> [TEXT PASSAGE]:
_ _ _ _

Skip to content

[SYNSD-2567] Fix httpx.ResponseNotRead crash in download chunk retry path#1413

Open
BryanFauble wants to merge 1 commit into
developfrom
synsd-2567-download-retry
Open

[SYNSD-2567] Fix httpx.ResponseNotRead crash in download chunk retry path#1413
BryanFauble wants to merge 1 commit into
developfrom
synsd-2567-download-retry

Conversation

@BryanFauble

@BryanFauble BryanFauble commented Jun 22, 2026

Copy link
Copy Markdown
Member

Problem

A user reported a crash while downloading an 8 MiB+ S3 file (multi-threaded download path). A chunk range request hit a retryable HTTP status, and the retry machinery then crashed trying to read the body of a streaming response that was never read:

download_async.py:477  _stream_and_write_chunk
  -> retry.py:498       with_retry_time_based
  -> retry.py:576       _is_retryable        response_message = response_message or _get_message(response)
  -> retry.py:661       _get_message         return response.text
  -> httpx _models.py   raise ResponseNotRead()

The download eventually succeeded because the outer count-based retry in download_by_file_handle() (60 retries / ~30 min) re-ran the whole download. So this is a resiliency bug, not data loss: a transient retryable status (e.g. 503/429 from S3) that should be silently retried at the chunk level instead raised an unexpected ResponseNotRead, aborted the file, deleted it, and forced a full-file restart — wasting the work of every other in-flight chunk.

_ _ _ _

> [DATA RECORDS]:
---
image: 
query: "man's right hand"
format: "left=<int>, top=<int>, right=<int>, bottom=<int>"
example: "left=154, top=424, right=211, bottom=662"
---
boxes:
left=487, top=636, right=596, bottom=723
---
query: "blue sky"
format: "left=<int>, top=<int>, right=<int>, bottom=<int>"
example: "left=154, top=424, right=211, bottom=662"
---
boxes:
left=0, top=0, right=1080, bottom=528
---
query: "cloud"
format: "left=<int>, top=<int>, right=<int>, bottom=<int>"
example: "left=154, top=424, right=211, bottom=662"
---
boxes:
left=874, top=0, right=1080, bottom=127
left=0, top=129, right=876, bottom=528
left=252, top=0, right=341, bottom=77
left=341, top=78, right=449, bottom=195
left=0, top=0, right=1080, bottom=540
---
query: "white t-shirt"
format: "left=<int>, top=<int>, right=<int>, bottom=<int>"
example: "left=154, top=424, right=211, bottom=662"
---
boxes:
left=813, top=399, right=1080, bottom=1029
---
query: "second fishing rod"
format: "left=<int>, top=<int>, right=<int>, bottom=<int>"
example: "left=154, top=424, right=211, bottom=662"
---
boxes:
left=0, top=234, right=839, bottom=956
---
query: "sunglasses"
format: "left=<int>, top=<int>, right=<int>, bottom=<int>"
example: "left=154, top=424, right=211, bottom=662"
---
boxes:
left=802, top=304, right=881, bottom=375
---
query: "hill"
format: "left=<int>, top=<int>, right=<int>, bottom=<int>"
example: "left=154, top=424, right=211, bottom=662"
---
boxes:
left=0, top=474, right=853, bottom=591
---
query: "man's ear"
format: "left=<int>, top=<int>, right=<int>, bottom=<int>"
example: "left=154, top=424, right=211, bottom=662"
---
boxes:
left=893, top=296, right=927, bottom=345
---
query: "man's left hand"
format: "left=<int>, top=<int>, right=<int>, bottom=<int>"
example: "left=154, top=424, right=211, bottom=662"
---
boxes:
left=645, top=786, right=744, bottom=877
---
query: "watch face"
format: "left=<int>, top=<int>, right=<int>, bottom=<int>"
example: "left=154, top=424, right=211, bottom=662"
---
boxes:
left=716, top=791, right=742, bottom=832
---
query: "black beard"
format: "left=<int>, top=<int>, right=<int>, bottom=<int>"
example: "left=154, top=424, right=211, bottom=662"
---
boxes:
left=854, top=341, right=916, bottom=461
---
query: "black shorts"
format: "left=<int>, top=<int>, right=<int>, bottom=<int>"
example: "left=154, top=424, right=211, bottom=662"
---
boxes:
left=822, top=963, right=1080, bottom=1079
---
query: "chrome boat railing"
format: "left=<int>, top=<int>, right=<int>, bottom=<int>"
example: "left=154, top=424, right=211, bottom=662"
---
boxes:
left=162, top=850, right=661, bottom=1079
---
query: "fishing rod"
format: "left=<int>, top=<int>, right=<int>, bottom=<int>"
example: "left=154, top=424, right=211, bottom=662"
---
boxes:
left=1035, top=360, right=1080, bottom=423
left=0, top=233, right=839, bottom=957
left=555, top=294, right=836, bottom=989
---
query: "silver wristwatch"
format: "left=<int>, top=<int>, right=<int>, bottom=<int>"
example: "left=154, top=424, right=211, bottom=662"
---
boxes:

_ _ _ _

> [WORK REQUEST 1]: According to the pull request text about the httpx.ResponseNotRead crash, how many retries does the outer count-based retry in download_by_file_handle() allow?
> [WORK REQUEST 2]: Extend the pull request text about the httpx.ResponseNotRead crash, picking up after its final sentence.

> [ANSWER SECTION 1]: 60 retries, about 30 minutes.

> [ANSWER SECTION 2]:
Root cause

The streaming download deliberately tells the retry layer not to read response bodies, because the body is an unconsumed stream:

  • download_async.py calls with_retry_time_based(..., read_response_content=False).
  • _execute_stream_and_write_chunk opens with session.stream(...) as response: and calls _raise_for_status_httpx(response, read_response_content=False), which raises SynapseHTTPError without reading the body and attaches the unread, stream-closed response as ex.response.

read_response_content was only forwarded to _log_for_retry, not to _is_retryable. So _is_retryable unconditionally called _get_message(response)response.text, raising httpx.ResponseNotRead. Its except (AttributeError, ValueError) did not catch it — httpx.ResponseNotRead is a RuntimeError subclass (ResponseNotRead -> StreamError -> RuntimeError) — so the exception escaped the retry loop it was meant to drive.

This affected both with_retry_time_based and with_retry_time_based_async.

Download lifecycle (REST API as source of truth)

S3 file handle, multi-threaded path. Range requests must return 206 Partial Content per the Synapse/S3 REST contract; transient throttling/availability errors come back as 429/503 etc. and are meant to be retried.

sequenceDiagram
    autonumber
    participant DBH as download_by_file_handle()<br/>(outer retry: 60x / ~30min)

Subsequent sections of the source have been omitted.